**WHAT TO WORK ON:** Reproduce the following lines verbatim, character for character.
----
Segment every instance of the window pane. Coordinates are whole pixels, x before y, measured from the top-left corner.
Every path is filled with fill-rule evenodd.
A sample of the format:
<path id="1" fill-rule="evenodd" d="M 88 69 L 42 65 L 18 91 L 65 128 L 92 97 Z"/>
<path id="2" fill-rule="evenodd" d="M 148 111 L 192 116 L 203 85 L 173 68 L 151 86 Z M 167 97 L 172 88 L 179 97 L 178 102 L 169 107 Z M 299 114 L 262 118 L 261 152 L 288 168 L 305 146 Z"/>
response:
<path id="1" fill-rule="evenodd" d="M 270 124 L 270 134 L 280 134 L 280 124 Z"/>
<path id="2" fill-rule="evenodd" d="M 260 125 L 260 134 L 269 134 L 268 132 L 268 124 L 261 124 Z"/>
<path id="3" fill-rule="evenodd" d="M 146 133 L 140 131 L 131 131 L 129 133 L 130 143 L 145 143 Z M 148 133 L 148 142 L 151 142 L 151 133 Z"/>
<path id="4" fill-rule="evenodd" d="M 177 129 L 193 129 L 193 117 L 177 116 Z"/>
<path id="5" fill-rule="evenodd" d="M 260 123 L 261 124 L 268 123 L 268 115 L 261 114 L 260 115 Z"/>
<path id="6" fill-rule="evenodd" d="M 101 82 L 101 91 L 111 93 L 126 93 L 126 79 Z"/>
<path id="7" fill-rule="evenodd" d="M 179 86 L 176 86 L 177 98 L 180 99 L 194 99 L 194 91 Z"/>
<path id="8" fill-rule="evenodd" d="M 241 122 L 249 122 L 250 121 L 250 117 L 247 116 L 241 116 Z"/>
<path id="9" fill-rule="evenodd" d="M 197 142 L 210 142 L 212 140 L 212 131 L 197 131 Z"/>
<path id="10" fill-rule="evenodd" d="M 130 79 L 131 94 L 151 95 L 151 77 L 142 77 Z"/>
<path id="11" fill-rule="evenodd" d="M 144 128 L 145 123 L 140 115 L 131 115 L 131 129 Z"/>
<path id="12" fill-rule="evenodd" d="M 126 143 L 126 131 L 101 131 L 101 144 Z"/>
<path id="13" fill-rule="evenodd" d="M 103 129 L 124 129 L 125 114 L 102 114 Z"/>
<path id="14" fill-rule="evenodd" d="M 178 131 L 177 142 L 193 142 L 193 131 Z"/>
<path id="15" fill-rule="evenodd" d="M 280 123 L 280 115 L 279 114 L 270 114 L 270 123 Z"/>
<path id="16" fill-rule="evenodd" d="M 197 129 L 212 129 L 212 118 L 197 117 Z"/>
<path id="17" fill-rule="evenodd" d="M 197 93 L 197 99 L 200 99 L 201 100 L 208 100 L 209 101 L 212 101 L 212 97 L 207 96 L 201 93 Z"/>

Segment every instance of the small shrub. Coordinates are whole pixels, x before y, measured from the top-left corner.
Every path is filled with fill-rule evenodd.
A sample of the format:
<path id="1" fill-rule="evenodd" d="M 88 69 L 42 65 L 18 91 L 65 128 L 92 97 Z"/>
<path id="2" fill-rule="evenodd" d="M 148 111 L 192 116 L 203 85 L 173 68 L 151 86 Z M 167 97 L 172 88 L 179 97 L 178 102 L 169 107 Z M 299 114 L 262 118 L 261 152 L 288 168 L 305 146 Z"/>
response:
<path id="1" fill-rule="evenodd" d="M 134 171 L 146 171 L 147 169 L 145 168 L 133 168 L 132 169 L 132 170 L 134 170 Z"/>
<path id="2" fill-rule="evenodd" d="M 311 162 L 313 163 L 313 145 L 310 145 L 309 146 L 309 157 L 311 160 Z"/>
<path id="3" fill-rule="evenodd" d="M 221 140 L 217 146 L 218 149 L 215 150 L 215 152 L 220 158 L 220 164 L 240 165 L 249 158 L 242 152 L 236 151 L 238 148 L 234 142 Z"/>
----
**EXPECTED OUTPUT:**
Segment every instance of the window pane. Coordinates are whole pixels, x before y, measured from the top-left corner.
Every path is filled with fill-rule evenodd.
A sample of the format:
<path id="1" fill-rule="evenodd" d="M 88 69 L 42 65 L 18 91 L 65 128 L 92 97 Z"/>
<path id="2" fill-rule="evenodd" d="M 148 111 L 192 116 L 203 85 L 173 68 L 151 86 Z M 167 97 L 172 88 L 179 97 L 178 102 L 169 107 Z M 299 114 L 262 118 L 261 152 L 288 168 L 305 146 Z"/>
response:
<path id="1" fill-rule="evenodd" d="M 270 124 L 270 134 L 280 134 L 280 124 Z"/>
<path id="2" fill-rule="evenodd" d="M 260 125 L 260 134 L 269 134 L 268 132 L 268 124 L 261 124 Z"/>
<path id="3" fill-rule="evenodd" d="M 146 133 L 140 131 L 131 131 L 129 133 L 130 143 L 145 143 Z M 148 133 L 148 142 L 151 142 L 151 133 Z"/>
<path id="4" fill-rule="evenodd" d="M 177 129 L 193 129 L 193 117 L 177 116 Z"/>
<path id="5" fill-rule="evenodd" d="M 260 123 L 261 124 L 268 123 L 268 115 L 261 114 L 260 115 Z"/>
<path id="6" fill-rule="evenodd" d="M 101 82 L 101 91 L 111 93 L 126 93 L 126 79 Z"/>
<path id="7" fill-rule="evenodd" d="M 179 86 L 176 86 L 177 98 L 180 99 L 194 99 L 194 91 Z"/>
<path id="8" fill-rule="evenodd" d="M 241 122 L 249 122 L 250 121 L 250 117 L 247 116 L 241 116 Z"/>
<path id="9" fill-rule="evenodd" d="M 197 142 L 210 142 L 212 140 L 212 131 L 197 131 Z"/>
<path id="10" fill-rule="evenodd" d="M 130 79 L 131 94 L 151 95 L 151 77 L 142 77 Z"/>
<path id="11" fill-rule="evenodd" d="M 144 128 L 145 123 L 140 115 L 131 115 L 131 129 Z"/>
<path id="12" fill-rule="evenodd" d="M 126 143 L 126 131 L 101 131 L 101 144 Z"/>
<path id="13" fill-rule="evenodd" d="M 103 129 L 124 129 L 125 114 L 102 114 Z"/>
<path id="14" fill-rule="evenodd" d="M 178 131 L 177 142 L 193 142 L 193 131 Z"/>
<path id="15" fill-rule="evenodd" d="M 280 123 L 280 115 L 279 114 L 270 114 L 270 123 Z"/>
<path id="16" fill-rule="evenodd" d="M 197 129 L 212 129 L 212 118 L 197 117 Z"/>
<path id="17" fill-rule="evenodd" d="M 197 93 L 197 99 L 200 99 L 201 100 L 208 100 L 209 101 L 212 101 L 212 97 L 207 96 L 201 93 Z"/>

Segment every instance of the small shrub. Coordinates are whole pixels, x before y, measured from the top-left corner.
Every path is filled with fill-rule evenodd.
A sample of the format:
<path id="1" fill-rule="evenodd" d="M 88 69 L 42 65 L 18 91 L 65 128 L 92 97 Z"/>
<path id="2" fill-rule="evenodd" d="M 148 111 L 192 116 L 203 85 L 173 68 L 151 86 Z M 167 97 L 172 88 L 179 97 L 178 102 L 169 107 Z M 299 114 L 262 118 L 261 152 L 288 168 L 305 146 Z"/>
response:
<path id="1" fill-rule="evenodd" d="M 134 171 L 146 171 L 147 169 L 145 168 L 133 168 L 132 169 L 132 170 L 134 170 Z"/>
<path id="2" fill-rule="evenodd" d="M 311 162 L 313 163 L 313 145 L 310 145 L 309 146 L 309 157 L 311 160 Z"/>
<path id="3" fill-rule="evenodd" d="M 221 140 L 217 146 L 218 149 L 215 150 L 215 152 L 220 158 L 220 164 L 240 165 L 249 158 L 242 152 L 236 151 L 238 148 L 234 142 Z"/>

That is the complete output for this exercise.